Identify each line of the material below that contains the string "shore" and reproduce every such line in full.

•••

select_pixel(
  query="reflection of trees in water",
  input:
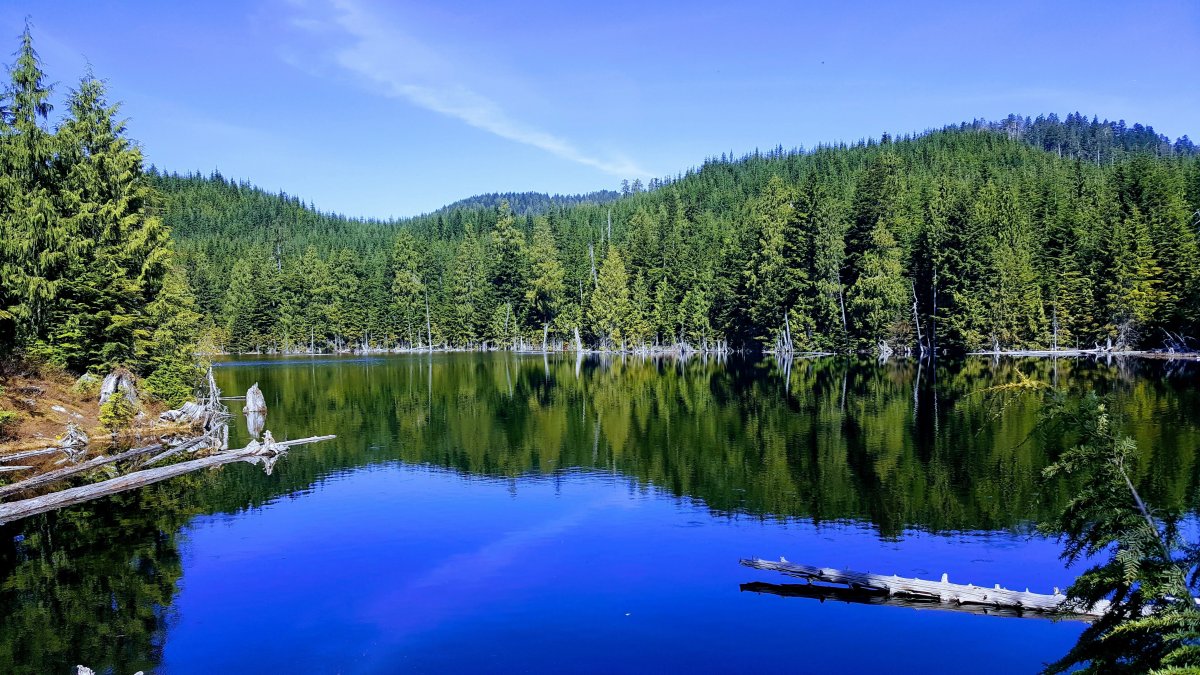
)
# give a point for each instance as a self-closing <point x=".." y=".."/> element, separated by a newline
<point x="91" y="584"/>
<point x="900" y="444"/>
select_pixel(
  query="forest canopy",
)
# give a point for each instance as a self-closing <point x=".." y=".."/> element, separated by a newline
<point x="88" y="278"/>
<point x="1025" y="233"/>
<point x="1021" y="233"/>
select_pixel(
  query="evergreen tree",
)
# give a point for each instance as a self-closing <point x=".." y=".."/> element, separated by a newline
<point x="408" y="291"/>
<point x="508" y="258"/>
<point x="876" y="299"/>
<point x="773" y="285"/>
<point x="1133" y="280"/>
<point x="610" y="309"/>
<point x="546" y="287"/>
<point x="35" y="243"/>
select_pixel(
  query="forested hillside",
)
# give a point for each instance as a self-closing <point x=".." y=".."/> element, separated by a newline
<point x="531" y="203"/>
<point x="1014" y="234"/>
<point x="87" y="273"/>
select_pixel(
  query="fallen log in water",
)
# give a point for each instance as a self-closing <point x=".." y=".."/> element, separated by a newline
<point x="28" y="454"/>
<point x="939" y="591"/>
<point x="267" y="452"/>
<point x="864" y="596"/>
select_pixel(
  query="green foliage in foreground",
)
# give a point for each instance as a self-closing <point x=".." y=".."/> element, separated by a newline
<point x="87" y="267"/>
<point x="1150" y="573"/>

•••

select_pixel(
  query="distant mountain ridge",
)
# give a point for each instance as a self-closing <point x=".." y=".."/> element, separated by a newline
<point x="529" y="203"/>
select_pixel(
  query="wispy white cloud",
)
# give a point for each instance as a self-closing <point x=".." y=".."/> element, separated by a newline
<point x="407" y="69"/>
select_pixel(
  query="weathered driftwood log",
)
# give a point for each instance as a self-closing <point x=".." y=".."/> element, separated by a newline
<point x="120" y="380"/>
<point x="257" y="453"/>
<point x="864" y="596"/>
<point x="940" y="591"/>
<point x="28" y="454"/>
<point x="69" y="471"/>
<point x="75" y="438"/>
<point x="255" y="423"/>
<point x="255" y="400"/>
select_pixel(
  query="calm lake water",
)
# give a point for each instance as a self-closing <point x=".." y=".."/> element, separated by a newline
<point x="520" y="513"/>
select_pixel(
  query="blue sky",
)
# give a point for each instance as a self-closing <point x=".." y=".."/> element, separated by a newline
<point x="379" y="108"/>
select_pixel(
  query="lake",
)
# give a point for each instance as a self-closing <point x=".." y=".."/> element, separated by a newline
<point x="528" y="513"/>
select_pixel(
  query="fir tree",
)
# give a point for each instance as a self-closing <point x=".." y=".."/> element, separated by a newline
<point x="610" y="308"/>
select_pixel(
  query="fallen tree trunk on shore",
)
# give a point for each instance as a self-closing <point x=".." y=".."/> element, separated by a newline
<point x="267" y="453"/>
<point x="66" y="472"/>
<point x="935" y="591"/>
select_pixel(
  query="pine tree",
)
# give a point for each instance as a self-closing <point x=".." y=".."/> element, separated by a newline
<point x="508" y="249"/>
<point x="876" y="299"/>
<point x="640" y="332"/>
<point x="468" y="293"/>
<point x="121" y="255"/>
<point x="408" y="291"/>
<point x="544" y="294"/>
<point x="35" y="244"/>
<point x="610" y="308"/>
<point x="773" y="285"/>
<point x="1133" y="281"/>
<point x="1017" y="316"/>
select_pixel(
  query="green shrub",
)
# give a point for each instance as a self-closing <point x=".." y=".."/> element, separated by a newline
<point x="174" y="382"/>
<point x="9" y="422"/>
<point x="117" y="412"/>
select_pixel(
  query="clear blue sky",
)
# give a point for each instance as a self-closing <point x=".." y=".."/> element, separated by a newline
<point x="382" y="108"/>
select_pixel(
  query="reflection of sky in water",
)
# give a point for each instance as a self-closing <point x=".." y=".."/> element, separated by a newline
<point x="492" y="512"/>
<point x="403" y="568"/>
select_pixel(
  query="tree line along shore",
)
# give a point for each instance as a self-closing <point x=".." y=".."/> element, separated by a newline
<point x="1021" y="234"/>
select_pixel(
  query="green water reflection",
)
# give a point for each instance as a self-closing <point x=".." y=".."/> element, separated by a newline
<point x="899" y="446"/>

•••

• **REPLY TO THE EXERCISE**:
  query="fallen tree trunk on shore",
  query="tree line along shore",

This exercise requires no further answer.